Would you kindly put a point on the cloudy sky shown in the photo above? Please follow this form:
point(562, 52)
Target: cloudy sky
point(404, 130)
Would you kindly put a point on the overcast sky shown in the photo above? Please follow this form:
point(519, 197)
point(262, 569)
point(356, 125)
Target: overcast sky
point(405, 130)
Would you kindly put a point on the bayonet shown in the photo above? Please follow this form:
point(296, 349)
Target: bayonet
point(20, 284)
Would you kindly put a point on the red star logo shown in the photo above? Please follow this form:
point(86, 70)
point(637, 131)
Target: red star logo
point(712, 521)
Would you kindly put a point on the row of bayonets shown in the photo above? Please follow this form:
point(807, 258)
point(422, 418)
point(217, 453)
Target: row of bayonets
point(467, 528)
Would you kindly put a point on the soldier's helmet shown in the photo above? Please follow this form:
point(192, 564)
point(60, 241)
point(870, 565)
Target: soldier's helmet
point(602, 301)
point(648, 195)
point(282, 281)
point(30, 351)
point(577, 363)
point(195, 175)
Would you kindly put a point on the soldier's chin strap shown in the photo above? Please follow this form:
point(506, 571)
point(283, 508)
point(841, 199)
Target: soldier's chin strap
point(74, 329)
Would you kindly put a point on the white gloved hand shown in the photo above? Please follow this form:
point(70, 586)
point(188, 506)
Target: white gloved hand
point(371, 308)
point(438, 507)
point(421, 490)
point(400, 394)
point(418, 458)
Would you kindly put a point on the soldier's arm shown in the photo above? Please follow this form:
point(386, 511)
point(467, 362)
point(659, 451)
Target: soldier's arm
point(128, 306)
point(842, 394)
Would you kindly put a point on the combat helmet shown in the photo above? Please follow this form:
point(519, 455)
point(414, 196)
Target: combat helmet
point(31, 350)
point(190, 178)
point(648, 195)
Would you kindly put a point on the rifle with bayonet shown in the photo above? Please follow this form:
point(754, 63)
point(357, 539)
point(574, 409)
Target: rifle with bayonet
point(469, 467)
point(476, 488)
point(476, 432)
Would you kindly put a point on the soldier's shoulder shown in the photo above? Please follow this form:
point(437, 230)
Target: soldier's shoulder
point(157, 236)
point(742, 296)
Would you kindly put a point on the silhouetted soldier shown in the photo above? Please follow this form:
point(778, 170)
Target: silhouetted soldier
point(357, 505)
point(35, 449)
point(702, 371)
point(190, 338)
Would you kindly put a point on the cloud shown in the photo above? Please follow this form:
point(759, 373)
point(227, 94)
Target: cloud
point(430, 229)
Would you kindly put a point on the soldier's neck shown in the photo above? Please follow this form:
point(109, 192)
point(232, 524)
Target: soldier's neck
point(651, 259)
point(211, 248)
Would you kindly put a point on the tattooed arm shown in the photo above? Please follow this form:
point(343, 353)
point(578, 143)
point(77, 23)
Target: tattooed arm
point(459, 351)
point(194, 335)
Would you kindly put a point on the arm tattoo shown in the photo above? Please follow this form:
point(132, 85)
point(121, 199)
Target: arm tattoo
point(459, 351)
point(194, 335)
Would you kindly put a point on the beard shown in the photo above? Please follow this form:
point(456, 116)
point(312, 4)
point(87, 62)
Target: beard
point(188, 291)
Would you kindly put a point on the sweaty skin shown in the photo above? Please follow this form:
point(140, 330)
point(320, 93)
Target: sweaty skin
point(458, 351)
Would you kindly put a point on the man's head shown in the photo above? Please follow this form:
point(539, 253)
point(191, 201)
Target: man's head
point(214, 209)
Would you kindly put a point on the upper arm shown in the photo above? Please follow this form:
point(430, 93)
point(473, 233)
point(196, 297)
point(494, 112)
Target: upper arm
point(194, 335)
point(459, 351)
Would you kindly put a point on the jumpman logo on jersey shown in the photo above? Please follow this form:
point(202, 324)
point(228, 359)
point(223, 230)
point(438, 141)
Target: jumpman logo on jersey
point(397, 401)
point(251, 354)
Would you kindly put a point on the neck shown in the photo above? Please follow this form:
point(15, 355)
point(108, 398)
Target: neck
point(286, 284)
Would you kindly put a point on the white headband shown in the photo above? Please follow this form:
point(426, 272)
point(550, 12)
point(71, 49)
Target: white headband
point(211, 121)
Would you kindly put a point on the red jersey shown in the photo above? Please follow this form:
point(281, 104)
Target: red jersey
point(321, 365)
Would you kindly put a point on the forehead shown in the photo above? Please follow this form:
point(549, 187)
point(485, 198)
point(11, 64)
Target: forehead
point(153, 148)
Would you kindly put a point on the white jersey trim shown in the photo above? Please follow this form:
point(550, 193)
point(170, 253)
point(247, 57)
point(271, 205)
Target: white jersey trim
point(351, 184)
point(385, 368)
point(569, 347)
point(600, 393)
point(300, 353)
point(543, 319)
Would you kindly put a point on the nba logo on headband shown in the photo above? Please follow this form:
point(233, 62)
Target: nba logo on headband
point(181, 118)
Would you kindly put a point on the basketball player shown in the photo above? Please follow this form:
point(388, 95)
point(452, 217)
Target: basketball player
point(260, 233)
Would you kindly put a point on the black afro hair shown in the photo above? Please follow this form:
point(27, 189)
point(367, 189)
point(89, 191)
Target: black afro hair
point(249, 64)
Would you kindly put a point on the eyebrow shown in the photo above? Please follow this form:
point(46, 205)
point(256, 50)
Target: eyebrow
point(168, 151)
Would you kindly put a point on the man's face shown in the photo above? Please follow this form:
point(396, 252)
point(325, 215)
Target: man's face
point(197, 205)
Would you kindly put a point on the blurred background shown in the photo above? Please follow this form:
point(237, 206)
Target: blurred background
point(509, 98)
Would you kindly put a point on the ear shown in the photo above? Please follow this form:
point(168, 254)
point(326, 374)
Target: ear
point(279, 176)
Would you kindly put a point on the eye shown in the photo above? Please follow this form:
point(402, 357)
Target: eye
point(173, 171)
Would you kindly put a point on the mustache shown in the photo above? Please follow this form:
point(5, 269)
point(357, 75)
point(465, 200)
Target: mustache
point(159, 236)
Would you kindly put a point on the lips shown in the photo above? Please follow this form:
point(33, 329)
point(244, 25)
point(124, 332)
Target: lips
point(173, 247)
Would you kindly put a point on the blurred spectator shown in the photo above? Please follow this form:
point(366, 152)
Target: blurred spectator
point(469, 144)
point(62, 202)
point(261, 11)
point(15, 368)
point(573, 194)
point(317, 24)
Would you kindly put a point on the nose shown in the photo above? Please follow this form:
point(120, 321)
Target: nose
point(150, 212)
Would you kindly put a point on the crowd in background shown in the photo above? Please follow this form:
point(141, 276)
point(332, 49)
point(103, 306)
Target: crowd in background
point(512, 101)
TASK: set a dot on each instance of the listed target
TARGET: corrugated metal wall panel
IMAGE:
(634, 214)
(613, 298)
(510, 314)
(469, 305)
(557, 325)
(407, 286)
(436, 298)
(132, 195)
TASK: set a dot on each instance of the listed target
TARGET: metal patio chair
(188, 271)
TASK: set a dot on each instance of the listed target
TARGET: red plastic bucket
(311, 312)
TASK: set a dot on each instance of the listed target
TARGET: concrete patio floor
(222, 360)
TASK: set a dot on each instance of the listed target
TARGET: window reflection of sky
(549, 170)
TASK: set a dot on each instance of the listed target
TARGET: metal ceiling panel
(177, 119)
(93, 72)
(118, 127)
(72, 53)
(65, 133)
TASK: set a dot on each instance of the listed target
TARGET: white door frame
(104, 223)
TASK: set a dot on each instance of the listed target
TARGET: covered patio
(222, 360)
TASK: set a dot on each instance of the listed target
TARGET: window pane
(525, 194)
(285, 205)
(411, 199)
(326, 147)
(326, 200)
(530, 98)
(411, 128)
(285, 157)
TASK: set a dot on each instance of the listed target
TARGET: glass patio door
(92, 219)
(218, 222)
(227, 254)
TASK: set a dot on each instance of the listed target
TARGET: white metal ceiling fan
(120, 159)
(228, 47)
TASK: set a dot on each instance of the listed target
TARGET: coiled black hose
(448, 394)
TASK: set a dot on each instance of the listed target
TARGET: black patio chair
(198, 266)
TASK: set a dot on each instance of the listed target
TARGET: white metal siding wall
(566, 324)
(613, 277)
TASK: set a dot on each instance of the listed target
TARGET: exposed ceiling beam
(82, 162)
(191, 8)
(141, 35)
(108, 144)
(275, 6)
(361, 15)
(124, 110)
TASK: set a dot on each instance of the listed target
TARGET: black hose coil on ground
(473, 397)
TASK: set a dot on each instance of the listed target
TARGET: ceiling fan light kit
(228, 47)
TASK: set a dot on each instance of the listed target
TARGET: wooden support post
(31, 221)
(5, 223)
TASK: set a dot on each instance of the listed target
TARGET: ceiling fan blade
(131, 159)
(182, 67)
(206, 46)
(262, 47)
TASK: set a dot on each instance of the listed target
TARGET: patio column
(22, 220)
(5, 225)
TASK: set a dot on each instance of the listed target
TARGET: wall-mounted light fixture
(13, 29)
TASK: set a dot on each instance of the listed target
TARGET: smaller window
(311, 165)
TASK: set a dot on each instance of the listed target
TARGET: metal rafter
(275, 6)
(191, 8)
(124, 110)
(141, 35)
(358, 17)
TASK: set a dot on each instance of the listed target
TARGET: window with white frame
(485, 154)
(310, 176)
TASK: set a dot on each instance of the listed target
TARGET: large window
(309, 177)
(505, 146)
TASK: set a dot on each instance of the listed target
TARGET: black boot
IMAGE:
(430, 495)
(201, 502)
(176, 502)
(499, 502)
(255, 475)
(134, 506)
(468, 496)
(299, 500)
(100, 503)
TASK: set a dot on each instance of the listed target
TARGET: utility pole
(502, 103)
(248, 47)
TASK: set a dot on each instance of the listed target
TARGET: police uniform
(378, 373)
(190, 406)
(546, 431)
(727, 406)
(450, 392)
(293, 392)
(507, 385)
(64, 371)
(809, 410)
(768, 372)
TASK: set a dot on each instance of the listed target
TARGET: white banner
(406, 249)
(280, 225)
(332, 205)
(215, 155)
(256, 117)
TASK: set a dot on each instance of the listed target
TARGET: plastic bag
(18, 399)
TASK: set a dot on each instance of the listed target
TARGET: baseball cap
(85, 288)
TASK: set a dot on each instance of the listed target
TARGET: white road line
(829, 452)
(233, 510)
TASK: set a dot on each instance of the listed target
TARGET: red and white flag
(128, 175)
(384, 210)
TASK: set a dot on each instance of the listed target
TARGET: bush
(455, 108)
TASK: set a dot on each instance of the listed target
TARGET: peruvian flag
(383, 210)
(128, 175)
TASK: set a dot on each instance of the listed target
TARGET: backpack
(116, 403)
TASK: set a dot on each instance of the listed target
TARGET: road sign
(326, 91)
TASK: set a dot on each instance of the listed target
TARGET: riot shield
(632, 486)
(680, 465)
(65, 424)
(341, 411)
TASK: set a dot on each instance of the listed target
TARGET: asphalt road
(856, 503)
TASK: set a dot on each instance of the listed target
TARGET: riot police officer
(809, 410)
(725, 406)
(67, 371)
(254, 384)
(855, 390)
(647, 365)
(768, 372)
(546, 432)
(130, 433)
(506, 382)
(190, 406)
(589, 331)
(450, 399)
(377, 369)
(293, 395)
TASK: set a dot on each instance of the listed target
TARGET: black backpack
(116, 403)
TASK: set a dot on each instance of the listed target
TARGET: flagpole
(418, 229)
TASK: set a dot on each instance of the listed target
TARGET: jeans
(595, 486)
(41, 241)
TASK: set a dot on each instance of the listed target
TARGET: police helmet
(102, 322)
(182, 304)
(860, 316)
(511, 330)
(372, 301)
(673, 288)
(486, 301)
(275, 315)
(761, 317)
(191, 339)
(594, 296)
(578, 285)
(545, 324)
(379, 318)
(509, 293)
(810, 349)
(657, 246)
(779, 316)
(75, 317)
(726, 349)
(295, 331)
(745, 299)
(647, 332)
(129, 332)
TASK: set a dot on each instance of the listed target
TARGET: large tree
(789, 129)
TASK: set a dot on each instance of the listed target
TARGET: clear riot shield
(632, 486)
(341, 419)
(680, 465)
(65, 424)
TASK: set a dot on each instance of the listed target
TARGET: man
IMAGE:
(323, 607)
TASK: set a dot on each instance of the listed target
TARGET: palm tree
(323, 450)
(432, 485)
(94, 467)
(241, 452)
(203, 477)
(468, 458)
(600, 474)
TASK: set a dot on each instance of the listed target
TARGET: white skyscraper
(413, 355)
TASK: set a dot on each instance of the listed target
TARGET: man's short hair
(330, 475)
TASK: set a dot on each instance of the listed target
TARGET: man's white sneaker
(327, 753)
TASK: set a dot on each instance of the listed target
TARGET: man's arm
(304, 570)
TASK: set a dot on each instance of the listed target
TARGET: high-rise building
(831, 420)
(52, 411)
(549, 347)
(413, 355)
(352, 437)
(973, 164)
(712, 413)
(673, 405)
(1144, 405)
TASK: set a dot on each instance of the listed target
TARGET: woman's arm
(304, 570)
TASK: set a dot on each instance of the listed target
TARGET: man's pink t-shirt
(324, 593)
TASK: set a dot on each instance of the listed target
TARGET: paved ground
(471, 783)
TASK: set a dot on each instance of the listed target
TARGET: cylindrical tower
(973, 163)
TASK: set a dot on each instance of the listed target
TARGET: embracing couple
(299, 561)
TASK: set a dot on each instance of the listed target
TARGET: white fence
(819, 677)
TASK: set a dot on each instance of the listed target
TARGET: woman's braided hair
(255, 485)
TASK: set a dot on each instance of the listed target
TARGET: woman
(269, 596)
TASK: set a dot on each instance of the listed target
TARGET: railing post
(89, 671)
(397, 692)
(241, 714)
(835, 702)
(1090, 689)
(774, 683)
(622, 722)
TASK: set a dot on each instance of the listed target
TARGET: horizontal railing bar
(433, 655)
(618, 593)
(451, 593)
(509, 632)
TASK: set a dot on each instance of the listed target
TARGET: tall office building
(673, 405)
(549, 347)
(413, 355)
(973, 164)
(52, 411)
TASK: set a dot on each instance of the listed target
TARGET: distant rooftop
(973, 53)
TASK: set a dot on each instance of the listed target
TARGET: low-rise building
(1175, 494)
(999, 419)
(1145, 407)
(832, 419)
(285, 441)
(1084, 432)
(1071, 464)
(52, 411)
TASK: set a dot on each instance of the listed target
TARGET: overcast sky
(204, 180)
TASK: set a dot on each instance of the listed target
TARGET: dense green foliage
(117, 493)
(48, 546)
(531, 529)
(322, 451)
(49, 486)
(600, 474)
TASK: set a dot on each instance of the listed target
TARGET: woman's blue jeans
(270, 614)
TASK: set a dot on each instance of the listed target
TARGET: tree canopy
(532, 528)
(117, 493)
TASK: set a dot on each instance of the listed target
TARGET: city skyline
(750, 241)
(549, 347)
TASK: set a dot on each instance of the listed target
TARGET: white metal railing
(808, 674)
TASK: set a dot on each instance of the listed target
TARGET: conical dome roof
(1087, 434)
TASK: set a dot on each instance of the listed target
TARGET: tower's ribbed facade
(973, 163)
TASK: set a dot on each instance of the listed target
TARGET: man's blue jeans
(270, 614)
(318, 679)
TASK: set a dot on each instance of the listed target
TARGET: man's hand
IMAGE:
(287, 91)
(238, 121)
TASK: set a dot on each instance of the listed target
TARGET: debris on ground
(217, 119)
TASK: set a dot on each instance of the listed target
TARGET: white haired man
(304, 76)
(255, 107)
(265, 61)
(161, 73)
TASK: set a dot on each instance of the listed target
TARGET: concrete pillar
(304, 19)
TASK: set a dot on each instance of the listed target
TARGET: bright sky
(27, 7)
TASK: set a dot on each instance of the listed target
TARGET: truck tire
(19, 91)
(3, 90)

....

Task directions —
Show every line of the entries above that contains the word "eyebrow", matching case exactly.

Finished answer —
Would you kindly put a point on the eyebrow shown in the photo above? Please follow this form:
Target: eyebrow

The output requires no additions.